__Given exercise__:
Show every line below that contains the word "front", matching case.

__Records for this task__:
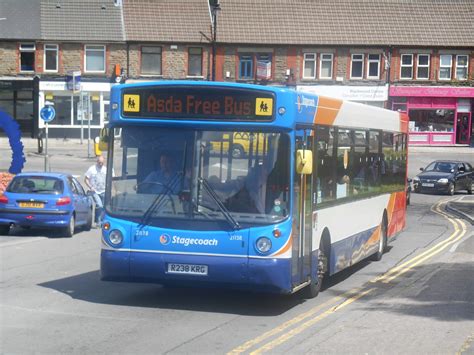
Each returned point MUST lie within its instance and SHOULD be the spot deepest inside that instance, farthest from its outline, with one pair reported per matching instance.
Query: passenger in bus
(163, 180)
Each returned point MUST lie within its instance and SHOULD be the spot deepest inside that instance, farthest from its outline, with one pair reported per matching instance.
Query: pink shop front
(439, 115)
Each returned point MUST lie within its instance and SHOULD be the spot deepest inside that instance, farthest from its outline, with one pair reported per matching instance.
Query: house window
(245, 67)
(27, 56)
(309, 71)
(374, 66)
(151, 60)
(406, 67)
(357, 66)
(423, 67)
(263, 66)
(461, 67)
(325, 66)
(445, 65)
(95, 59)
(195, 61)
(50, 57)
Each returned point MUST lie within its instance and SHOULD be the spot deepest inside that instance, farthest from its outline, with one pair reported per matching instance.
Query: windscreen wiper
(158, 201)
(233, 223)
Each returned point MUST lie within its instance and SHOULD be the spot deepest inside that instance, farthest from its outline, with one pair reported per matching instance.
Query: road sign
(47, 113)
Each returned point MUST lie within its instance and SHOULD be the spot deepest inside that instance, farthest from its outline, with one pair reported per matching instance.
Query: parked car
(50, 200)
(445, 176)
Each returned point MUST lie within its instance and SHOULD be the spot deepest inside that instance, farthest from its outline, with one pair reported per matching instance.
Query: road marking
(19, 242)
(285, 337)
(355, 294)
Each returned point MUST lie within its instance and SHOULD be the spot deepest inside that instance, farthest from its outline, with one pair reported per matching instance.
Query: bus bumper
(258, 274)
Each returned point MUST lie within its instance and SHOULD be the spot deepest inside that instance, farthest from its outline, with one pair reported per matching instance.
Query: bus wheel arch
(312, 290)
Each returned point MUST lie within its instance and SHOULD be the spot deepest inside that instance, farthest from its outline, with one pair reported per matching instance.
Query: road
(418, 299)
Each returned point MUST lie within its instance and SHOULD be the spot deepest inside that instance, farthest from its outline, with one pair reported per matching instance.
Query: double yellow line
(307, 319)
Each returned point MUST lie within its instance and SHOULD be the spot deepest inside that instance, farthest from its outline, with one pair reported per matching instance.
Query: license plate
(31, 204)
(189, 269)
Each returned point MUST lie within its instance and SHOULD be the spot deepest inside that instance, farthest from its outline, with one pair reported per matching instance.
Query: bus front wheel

...

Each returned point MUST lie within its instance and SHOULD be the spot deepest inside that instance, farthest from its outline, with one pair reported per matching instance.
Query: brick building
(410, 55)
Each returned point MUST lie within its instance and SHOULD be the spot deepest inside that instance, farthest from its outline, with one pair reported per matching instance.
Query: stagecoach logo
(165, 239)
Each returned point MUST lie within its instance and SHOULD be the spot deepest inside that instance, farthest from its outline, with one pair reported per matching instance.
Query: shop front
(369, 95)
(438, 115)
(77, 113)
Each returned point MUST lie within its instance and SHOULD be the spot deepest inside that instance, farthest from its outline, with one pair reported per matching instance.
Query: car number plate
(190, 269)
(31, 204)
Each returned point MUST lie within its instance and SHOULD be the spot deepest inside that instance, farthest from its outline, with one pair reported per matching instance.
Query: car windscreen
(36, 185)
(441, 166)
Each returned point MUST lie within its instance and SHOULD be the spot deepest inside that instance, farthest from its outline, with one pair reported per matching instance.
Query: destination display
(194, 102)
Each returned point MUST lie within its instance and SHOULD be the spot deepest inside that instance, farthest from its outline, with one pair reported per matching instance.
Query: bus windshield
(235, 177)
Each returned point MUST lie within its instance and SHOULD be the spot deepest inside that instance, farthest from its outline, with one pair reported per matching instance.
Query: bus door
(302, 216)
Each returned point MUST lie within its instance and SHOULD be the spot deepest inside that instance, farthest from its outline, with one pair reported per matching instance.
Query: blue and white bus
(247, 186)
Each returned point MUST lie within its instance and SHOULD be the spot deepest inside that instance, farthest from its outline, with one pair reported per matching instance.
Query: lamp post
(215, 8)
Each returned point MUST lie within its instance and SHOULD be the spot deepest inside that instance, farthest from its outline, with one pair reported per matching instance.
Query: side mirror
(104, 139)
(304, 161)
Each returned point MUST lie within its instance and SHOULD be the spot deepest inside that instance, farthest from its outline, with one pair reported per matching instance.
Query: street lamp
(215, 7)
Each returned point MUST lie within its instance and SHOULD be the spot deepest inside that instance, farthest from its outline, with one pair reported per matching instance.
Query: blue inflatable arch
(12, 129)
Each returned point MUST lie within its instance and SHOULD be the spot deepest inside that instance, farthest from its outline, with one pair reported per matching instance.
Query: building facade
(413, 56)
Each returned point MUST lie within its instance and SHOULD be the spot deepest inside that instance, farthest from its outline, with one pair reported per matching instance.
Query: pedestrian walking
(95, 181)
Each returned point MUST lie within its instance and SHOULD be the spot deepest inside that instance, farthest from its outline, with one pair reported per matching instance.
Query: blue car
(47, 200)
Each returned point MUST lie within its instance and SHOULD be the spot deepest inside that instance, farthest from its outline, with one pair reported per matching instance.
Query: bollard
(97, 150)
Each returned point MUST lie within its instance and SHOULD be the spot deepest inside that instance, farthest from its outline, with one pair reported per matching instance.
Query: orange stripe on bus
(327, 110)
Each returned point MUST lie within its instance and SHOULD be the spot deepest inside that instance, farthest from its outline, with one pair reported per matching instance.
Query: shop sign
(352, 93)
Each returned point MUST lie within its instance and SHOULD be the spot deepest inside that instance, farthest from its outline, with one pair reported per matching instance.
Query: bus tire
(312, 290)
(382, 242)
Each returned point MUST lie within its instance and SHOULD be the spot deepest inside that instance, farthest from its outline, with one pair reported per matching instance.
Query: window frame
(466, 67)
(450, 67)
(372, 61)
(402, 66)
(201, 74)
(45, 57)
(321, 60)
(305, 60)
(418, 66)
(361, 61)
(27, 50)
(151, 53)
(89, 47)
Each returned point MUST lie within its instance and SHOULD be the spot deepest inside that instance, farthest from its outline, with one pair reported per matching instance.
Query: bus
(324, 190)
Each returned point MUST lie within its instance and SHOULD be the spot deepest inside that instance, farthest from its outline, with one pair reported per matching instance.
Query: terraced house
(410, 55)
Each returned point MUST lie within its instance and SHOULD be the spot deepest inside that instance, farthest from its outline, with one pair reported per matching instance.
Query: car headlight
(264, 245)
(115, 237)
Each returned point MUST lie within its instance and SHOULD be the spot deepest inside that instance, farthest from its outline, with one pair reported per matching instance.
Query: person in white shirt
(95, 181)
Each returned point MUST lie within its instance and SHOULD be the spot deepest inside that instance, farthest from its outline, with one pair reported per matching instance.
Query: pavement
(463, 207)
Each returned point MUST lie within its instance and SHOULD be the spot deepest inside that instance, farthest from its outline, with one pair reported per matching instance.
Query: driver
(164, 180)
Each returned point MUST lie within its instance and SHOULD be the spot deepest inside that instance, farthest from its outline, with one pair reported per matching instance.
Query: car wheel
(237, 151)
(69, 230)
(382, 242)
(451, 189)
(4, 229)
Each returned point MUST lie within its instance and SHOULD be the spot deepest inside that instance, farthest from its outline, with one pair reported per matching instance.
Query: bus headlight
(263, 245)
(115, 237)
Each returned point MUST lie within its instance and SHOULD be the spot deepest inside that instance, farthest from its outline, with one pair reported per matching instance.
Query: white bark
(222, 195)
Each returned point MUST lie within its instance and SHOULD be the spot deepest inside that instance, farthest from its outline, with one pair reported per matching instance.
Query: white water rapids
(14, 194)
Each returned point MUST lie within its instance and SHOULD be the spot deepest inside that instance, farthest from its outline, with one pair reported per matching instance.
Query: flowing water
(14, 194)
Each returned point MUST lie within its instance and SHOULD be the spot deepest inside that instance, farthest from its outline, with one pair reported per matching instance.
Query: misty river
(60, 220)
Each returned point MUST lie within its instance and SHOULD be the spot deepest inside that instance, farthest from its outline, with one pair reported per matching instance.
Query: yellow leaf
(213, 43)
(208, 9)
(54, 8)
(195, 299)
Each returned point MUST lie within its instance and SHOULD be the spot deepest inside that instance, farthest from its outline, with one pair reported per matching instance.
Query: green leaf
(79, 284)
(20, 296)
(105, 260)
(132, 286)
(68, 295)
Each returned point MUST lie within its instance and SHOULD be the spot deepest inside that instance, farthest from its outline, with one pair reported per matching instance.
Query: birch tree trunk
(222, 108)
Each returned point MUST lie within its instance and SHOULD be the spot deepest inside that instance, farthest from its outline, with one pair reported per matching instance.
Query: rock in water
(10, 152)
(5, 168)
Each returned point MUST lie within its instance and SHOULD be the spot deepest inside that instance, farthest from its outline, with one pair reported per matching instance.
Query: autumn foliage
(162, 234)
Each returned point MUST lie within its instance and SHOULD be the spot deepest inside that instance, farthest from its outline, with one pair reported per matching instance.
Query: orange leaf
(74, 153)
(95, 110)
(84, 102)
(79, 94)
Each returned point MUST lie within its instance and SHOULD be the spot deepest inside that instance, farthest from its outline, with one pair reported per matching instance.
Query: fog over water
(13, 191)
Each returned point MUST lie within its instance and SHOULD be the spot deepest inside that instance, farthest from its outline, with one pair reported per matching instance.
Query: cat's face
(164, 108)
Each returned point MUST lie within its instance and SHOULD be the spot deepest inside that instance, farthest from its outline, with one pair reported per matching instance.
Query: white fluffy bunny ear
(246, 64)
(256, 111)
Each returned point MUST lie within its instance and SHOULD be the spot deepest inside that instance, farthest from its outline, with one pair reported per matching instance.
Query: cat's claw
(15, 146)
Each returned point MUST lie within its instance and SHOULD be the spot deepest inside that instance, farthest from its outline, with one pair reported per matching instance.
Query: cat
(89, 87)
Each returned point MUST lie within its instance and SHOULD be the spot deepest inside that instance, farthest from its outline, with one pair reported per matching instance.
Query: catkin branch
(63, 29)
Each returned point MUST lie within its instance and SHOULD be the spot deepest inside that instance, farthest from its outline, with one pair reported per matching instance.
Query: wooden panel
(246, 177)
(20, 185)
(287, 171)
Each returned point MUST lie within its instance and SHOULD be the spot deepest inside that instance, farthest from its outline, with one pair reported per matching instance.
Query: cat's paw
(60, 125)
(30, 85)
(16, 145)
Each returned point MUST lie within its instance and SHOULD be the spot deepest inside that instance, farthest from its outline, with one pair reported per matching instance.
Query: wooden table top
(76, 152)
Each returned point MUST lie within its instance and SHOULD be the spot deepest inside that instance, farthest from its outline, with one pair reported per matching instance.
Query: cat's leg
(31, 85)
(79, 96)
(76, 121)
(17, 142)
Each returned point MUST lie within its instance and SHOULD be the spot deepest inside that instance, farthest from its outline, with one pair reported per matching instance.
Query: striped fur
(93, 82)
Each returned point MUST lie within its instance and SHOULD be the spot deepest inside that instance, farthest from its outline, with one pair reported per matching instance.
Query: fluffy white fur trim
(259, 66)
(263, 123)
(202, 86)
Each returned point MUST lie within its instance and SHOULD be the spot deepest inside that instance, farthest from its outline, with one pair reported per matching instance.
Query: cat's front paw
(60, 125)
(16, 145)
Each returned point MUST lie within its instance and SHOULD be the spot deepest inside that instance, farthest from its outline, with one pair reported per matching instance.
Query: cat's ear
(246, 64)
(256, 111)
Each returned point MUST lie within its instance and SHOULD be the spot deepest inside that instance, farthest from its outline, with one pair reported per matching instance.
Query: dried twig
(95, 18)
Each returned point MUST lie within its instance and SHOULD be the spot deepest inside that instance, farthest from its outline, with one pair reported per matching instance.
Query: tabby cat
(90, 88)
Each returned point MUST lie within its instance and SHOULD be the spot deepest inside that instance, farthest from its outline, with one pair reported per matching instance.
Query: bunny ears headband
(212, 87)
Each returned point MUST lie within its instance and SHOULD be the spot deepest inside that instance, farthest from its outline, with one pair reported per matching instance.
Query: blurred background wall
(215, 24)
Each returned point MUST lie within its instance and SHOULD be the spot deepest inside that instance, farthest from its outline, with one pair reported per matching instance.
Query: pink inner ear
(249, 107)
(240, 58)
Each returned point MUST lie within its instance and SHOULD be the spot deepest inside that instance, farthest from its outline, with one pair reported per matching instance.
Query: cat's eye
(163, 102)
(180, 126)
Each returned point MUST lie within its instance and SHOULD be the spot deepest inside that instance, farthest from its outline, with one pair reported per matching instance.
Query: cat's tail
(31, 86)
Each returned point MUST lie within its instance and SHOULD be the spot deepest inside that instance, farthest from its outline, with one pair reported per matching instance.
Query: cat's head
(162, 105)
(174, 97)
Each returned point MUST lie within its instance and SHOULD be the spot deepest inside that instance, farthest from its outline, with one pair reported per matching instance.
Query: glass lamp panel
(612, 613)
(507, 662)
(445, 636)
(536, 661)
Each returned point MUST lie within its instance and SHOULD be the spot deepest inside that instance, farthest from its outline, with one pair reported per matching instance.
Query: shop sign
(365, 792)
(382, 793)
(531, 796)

==

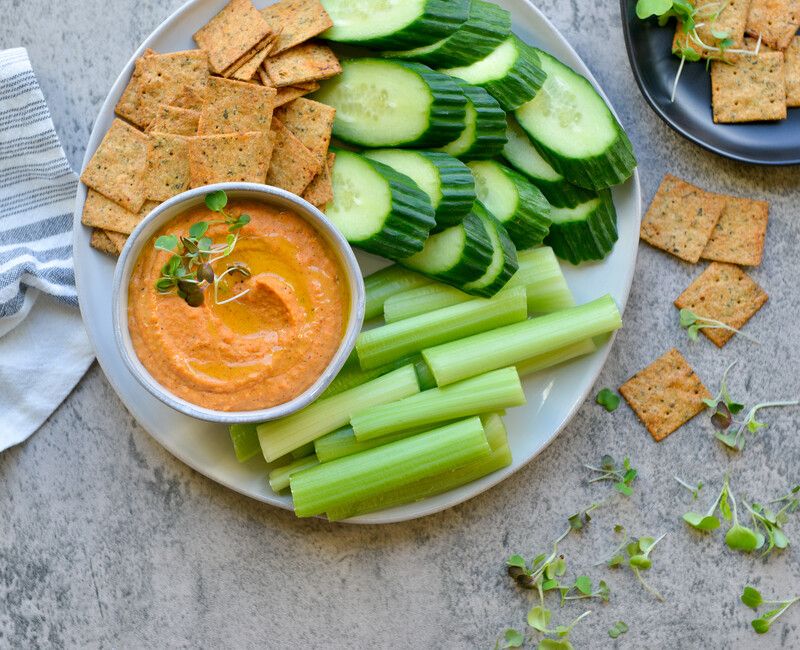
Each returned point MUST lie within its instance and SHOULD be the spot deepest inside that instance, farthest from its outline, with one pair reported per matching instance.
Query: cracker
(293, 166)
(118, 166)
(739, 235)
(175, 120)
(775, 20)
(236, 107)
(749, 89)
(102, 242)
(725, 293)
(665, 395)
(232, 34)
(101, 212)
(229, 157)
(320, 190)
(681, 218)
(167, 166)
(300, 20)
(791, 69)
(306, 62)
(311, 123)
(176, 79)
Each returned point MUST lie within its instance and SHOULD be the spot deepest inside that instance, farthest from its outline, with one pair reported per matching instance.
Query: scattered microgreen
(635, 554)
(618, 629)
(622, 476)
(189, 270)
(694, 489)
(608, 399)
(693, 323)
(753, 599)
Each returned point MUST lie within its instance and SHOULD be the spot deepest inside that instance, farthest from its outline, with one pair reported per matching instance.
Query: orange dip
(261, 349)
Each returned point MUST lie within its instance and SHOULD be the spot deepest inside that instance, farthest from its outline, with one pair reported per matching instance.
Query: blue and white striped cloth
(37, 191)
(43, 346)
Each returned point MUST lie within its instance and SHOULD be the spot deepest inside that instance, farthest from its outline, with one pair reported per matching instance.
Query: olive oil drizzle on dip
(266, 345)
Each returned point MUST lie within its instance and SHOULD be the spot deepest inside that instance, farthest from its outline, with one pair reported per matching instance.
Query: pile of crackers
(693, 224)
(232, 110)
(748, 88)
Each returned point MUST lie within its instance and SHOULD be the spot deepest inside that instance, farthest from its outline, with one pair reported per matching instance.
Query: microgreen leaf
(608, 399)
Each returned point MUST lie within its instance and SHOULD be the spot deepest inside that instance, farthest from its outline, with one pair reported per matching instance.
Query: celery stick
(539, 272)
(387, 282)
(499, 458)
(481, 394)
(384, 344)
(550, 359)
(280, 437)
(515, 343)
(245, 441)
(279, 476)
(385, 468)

__The solution__:
Query: pink shop front
Query: bus front wheel
Query: shop front
Query: cat's front paw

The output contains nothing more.